#### Brief
Convert the stretch of the data below, from the line containing "Target = stone sculpture" through the line containing "x=286 y=496", into a JSON list of strings with one string per line. Leave out any blank lines.

+ + + +

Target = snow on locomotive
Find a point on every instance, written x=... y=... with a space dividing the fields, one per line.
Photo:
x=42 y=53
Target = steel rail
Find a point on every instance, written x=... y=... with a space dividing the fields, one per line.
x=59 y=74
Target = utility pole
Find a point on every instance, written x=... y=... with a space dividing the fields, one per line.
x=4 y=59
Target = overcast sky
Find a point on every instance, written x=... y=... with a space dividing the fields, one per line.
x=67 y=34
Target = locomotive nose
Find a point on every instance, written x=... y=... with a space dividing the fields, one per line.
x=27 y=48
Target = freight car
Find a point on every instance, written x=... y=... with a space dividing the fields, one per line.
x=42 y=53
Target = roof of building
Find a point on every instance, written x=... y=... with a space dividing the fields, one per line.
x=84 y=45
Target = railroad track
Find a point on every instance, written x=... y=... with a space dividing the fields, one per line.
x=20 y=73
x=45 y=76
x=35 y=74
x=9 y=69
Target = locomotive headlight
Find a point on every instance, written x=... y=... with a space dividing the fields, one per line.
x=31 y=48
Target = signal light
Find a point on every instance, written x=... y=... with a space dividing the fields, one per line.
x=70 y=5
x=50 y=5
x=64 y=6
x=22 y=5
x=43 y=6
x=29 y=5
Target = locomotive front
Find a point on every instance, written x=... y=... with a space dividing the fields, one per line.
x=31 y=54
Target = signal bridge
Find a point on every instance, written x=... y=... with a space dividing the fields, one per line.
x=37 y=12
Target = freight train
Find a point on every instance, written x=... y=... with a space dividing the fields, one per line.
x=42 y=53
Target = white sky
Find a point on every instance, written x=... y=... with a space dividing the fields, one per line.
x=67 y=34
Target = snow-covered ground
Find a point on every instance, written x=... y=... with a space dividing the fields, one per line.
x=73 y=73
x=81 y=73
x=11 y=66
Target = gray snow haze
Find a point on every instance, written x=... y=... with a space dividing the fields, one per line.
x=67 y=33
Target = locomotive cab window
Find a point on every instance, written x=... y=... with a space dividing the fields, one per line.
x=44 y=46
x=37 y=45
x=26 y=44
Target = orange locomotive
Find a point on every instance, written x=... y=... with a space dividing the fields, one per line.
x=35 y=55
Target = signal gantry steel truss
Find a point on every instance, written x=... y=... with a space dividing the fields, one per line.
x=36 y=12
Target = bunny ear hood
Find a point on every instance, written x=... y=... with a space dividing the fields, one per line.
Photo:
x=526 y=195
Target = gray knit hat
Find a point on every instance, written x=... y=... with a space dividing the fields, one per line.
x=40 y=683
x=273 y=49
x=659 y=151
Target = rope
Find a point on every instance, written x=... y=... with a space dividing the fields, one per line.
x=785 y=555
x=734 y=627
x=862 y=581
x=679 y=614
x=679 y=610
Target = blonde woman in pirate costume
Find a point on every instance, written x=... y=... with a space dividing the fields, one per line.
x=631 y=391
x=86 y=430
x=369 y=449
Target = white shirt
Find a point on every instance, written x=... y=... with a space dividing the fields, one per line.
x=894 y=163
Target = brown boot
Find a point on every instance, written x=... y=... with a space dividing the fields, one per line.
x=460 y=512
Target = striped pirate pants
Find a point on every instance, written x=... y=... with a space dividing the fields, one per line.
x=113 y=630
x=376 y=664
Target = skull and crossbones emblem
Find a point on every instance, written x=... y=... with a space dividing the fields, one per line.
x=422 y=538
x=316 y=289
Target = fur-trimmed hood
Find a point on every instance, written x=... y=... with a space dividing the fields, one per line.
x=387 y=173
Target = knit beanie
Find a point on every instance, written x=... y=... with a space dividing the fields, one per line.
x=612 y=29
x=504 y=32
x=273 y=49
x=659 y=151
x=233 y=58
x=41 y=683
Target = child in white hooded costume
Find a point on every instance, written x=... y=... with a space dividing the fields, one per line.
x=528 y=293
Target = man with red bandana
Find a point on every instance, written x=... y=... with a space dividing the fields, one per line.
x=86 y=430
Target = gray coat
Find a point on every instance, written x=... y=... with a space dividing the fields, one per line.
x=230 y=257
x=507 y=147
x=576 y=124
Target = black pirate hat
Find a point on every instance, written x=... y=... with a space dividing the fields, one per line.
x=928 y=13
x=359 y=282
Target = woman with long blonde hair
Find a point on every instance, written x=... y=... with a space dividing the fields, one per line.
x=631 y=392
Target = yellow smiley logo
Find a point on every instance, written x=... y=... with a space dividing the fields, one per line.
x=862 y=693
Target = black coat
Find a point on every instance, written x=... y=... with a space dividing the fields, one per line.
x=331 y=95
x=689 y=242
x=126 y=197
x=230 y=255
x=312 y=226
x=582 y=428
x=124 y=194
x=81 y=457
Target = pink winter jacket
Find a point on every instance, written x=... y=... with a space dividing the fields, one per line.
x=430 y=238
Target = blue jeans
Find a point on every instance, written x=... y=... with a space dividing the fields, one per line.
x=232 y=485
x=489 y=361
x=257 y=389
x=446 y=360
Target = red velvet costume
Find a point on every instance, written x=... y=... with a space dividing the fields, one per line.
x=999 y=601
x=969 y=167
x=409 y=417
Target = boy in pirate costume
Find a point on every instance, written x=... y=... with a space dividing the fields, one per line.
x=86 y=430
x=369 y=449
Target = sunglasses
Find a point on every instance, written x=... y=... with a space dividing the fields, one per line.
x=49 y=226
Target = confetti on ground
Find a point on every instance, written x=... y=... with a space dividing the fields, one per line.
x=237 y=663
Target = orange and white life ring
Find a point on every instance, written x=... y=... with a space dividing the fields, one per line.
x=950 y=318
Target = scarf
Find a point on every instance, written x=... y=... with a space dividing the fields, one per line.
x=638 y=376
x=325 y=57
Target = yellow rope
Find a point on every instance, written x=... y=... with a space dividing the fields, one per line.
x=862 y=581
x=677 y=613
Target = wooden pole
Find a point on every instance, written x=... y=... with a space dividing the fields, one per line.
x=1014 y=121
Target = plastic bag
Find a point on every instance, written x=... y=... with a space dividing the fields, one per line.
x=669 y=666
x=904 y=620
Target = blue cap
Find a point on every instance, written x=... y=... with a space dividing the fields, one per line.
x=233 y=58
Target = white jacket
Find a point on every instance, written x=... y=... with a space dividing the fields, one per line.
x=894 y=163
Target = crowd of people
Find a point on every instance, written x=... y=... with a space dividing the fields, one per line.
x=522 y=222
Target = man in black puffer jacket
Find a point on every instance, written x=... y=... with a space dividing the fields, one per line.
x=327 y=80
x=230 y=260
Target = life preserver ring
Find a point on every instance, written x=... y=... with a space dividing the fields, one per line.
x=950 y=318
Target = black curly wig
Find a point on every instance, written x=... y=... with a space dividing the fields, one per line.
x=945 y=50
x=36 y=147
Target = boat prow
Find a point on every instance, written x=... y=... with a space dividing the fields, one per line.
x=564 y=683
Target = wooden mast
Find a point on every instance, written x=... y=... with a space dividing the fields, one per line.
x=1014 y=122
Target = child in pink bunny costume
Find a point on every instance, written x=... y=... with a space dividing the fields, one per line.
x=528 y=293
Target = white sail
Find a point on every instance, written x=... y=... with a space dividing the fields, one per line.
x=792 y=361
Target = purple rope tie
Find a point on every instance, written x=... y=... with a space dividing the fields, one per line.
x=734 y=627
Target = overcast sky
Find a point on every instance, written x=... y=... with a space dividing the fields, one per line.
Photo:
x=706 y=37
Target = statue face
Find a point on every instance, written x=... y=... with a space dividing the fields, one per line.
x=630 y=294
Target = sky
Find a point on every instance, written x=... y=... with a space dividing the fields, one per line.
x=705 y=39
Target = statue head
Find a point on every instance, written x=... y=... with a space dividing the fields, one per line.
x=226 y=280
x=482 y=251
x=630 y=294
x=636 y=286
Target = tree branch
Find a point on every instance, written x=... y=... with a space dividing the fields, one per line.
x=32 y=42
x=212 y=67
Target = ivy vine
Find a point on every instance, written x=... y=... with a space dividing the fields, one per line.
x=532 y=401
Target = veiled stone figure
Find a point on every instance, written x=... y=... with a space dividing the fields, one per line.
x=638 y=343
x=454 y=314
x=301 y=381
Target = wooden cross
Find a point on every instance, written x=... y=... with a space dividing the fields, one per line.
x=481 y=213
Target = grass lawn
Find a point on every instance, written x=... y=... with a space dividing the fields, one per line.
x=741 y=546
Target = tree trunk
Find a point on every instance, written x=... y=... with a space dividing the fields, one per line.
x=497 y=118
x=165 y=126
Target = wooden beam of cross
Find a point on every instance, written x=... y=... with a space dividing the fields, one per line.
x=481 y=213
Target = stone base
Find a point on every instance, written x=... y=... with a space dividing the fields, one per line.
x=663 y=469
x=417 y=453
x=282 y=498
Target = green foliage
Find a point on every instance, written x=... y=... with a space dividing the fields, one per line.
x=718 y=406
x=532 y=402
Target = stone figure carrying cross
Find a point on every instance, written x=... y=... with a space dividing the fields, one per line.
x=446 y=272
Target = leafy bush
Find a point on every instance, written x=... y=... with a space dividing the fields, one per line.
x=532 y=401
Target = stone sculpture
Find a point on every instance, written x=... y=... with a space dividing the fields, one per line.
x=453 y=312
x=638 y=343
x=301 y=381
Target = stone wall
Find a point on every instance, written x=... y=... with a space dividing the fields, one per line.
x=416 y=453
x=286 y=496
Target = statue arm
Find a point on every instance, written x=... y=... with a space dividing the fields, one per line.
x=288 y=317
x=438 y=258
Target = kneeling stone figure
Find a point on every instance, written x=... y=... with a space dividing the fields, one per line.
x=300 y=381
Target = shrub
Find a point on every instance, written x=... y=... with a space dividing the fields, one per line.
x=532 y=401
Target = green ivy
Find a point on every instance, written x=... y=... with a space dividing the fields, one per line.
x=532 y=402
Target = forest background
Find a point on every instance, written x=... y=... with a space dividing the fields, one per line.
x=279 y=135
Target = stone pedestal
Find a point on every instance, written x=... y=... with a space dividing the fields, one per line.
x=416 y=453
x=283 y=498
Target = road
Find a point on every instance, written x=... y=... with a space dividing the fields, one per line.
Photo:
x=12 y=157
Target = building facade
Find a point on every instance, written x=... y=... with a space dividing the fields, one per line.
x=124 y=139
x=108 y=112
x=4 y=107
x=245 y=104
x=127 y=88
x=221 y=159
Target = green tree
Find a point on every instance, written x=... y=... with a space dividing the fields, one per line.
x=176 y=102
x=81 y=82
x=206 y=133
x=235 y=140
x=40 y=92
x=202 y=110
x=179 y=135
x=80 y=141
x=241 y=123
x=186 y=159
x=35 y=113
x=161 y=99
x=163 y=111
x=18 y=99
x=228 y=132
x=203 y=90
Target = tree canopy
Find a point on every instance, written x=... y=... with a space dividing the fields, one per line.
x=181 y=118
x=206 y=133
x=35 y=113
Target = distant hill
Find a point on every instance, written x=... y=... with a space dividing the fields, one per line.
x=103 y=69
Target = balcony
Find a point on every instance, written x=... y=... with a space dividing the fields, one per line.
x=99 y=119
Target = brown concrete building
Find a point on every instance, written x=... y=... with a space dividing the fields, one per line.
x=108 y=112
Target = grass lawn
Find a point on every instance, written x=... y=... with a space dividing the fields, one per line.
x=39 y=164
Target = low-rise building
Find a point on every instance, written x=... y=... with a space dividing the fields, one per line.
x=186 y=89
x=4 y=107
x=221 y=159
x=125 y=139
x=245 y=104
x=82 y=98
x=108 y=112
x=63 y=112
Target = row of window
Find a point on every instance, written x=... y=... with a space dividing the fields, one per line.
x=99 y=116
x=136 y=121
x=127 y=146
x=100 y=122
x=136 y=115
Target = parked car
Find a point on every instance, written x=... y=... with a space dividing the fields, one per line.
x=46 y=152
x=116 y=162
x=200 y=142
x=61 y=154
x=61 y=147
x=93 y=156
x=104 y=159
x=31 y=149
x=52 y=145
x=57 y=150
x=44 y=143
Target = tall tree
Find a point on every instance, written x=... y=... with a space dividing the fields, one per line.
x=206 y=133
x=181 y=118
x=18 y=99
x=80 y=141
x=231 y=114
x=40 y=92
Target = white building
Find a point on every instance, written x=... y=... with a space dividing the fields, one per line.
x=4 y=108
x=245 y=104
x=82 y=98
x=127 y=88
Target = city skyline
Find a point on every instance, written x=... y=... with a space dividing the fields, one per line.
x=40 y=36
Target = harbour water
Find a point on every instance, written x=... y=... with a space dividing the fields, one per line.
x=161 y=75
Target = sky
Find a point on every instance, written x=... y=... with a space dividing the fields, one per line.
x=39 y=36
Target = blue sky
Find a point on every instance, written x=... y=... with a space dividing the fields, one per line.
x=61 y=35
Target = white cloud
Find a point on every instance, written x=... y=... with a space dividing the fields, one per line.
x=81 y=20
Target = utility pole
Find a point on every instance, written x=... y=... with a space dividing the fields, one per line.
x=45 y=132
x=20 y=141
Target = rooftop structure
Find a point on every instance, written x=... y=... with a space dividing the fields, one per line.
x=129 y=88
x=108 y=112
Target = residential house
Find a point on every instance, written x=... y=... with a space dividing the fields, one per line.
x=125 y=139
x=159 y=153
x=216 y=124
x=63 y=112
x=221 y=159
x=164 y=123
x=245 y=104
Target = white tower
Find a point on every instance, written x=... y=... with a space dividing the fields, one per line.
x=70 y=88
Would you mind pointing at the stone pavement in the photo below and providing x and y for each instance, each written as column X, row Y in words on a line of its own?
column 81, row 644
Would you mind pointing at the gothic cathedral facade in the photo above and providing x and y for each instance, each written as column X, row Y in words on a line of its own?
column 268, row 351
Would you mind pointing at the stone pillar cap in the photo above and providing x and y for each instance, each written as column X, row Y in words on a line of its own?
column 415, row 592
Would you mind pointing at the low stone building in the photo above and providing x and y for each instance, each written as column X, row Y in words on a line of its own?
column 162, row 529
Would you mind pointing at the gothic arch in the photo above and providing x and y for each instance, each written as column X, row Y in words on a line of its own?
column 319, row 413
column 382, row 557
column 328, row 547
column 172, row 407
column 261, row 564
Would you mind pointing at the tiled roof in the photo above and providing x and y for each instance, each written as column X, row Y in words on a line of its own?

+ + + +

#### Solution to this exercise
[
  "Target = stone sculpture",
  "Find a point on every instance, written x=... y=... with a space dividing the fields, one per line.",
  "x=453 y=312",
  "x=638 y=343",
  "x=301 y=381",
  "Target = stone wall",
  "Find a point on every instance, written x=... y=... with a space dividing the fields, one per line.",
  "x=416 y=453",
  "x=286 y=496"
]